* **Exercises to complete**:
A) In the text on situational awareness, how are the existing mapping products produced?
B) Do these statements agree with the text on situational awareness? Answer yes or no for each and quote the deciding words. (i) Epidemiological case data is published in the same mapping products as conflict data. (ii) Users of the official publications can directly download the input information. (iii) The response coalition spans the humanitarian, national security and civil service sectors.
C) Carry on the text about situational awareness in the North Kivu outbreak response, picking up after its final sentence.

* **Text to read**:
================================
A pressing need for situational awareness
Our engagement with the response coalition, which spans the humanitarian, national security and civil service sectors, uncovered a common pain point: the complex variables associated with the North Kivu outbreak are simply not visible in a shared common environment, let alone ready for real-time analysis. Epidemiological case data is officially published in mapping products that exist independently of data related to conflict, population change and local infrastructure.
Moreover, what products do exist are produced with licensed software through a closed-source environment that can be neither replicated and improved by research groups nor supplemented with local data for local use.
This prohibits nongovernmental organizations, universities, government agencies and local users from customizing geospatial products for their own interests and needs, including adding data that could be critical for the response community. In addition, users of the official publications cannot readily conduct analyses of the officially published data and are not able to directly download the input information.
The result of this fragmented data environment is a lack of situational awareness which heightens the risk that decisions are made with incomplete information or faulty assumptions. In addition, these conditions make it difficult to prioritize increasingly-limited resources. The response coalition must focus on the highest-priority daily emergencies, which, understandably, do not typically include technology development.
================================
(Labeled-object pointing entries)
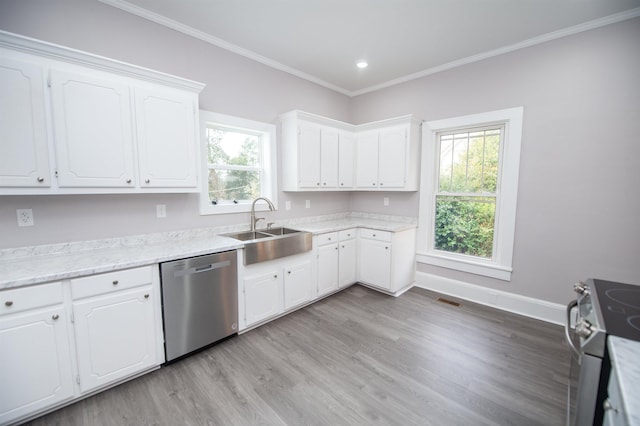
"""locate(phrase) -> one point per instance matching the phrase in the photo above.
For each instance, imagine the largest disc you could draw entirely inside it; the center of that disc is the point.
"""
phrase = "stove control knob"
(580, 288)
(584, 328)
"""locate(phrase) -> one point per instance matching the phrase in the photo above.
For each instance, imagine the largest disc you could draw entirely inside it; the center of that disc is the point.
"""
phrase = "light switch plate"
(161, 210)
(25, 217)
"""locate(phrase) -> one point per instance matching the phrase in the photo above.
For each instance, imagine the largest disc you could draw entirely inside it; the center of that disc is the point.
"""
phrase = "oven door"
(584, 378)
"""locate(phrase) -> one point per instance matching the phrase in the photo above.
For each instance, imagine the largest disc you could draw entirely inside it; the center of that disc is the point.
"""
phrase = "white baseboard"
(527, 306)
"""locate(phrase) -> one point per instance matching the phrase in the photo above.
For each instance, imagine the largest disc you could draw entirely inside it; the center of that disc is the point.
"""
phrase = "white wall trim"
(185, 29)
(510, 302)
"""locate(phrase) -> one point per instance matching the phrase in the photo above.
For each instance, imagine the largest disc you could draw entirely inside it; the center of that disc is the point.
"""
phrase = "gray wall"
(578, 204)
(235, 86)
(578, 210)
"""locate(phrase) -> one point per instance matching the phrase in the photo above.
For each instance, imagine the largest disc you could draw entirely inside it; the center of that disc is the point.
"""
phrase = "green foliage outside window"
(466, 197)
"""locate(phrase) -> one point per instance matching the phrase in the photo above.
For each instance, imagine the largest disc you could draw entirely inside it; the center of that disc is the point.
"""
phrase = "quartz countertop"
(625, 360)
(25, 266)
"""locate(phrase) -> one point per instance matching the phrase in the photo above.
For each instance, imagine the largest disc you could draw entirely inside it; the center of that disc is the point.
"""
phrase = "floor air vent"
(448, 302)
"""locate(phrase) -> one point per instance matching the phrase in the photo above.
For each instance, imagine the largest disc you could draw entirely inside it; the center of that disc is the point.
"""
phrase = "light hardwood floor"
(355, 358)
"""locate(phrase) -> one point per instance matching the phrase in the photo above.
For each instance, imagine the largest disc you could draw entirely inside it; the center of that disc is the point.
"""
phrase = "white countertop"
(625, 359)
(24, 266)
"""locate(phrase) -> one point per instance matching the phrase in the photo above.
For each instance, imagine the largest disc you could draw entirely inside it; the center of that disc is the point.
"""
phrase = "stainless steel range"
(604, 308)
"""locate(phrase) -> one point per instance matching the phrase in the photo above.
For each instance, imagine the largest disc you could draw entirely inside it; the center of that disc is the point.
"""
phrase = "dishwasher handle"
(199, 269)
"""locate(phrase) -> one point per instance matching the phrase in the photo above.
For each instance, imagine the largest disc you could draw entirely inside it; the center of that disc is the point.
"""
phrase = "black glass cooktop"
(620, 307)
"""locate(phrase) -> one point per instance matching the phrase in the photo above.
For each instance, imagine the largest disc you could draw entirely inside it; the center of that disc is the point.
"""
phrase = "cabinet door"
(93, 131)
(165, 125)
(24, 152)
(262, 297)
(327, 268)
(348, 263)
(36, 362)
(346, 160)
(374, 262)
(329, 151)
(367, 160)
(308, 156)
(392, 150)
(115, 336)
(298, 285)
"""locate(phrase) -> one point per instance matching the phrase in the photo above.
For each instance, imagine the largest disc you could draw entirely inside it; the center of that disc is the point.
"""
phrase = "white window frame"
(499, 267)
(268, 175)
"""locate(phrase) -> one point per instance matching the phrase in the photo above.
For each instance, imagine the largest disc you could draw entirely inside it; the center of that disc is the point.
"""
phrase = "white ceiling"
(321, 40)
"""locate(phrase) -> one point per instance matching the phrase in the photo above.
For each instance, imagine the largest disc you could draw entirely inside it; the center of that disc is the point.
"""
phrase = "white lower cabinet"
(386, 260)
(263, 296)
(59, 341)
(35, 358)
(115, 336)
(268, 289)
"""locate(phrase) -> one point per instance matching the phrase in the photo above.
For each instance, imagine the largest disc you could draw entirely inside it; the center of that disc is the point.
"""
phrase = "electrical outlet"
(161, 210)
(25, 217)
================================
* **Expected answers**:
A) They are produced with licensed software through a closed-source environment.

B)
(i) No: "Epidemiological case data is officially published in mapping products that exist independently of data related to conflict, population change and local infrastructure."
(ii) No: "users of the official publications cannot readily conduct analyses of the officially published data and are not able to directly download the input information."
(iii) Yes: "the response coalition, which spans the humanitarian, national security and civil service sectors"

C)
An open-source, integrated solution
To meet this need, we have created an open-source, fully integrated geospatial visualization and analysis tool that can be utilized and improved by the global community. The application prototype, built using the Mapbox GL JS API, is now available to view, and the source code is publicly available in Github. We also created a data wiki with a dedicated page for each of the key layers in the application with links to sources and local copies of each dataset.
Key data features
- The platform integrates all relevant geospatial data sources in a single field of view. This includes one of the first applications of the Facebook/Columbia University’s Center for International Earth Science Information Network high resolution population density datasets.
- Users can clone the project and create a private version that incorporates additional data sources. This additional data can be either private or publicly released, at the discretion of the data provider.
- All data sources are fully documented and available for download.
Key design features
- Users can inspect the code responsible for the integration, manipulation and visualization of all datasets.
- Research teams from around the world can improve the design and functionality of the published application.
- Viewing, analyzing and editing the application can all be done using open-source tools, eliminating the need to purchase proprietary software.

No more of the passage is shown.